→ **THE EXERCISE**
Please render the material below as a Markdown table with the columns Row and Line, one table row per line. Skip blank lines and leave the pictures out.

[Box annotations for photos]

◇ ◇ ◇ ◇ ◇

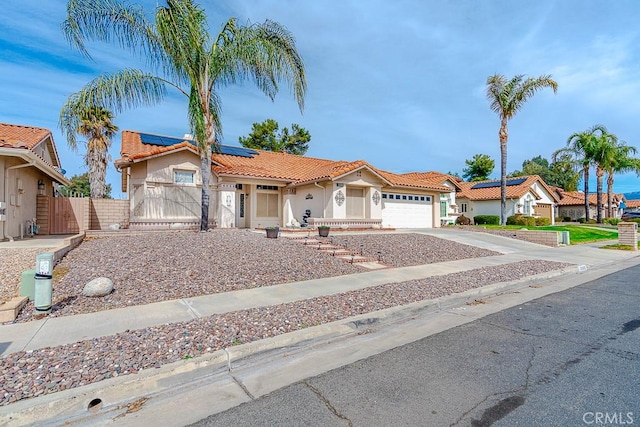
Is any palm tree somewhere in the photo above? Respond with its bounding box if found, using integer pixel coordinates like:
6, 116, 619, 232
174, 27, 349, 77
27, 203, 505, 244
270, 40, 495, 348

◇ ◇ ◇ ◇ ◇

→ **WORKED ANSWER**
| Row | Line |
|---|---|
| 1 | Is any palm tree somewhere in the photo above? Respond with its bounding box if found, using integer pixel coordinates like: |
| 2 | 6, 116, 619, 232 |
| 3 | 174, 27, 349, 77 |
| 4 | 27, 203, 505, 244 |
| 5 | 270, 40, 495, 348 |